• _THE TASK_: Please write out every item below word for word, with each line unchanged.

------------------------------------------------

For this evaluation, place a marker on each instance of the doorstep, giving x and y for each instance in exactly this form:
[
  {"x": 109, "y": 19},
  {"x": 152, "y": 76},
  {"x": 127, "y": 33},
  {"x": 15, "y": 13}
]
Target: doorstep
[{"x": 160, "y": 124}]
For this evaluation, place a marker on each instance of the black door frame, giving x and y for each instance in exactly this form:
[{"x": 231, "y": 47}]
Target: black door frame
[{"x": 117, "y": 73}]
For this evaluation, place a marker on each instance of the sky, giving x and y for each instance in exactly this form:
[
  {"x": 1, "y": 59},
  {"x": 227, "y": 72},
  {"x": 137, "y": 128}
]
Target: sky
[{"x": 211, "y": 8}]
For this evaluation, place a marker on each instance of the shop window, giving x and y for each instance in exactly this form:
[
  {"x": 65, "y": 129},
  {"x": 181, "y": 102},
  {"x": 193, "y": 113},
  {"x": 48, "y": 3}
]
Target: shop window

------------------------------------------------

• _RESULT OF THIS EXERCISE_:
For this evaluation, place a marker on each instance of the doorstep, giving x and y for each instance in exactly this form:
[
  {"x": 109, "y": 19},
  {"x": 152, "y": 76},
  {"x": 127, "y": 33},
  {"x": 15, "y": 13}
]
Target: doorstep
[{"x": 160, "y": 124}]
For this evaluation, place a marker on each instance of the black door frame, giving x and y for each instance in exactly this form:
[{"x": 231, "y": 47}]
Target: black door frame
[{"x": 117, "y": 73}]
For this evaluation, place a marker on each instance of the sky, giving x and y for each instance in exactly this form:
[
  {"x": 1, "y": 59},
  {"x": 227, "y": 72},
  {"x": 137, "y": 128}
]
Target: sky
[{"x": 211, "y": 8}]
For this evaluation, place a marker on each instance of the shop window, giving x and y for each instance in exactly this form:
[
  {"x": 65, "y": 129},
  {"x": 181, "y": 102},
  {"x": 193, "y": 113},
  {"x": 48, "y": 3}
]
Target: shop window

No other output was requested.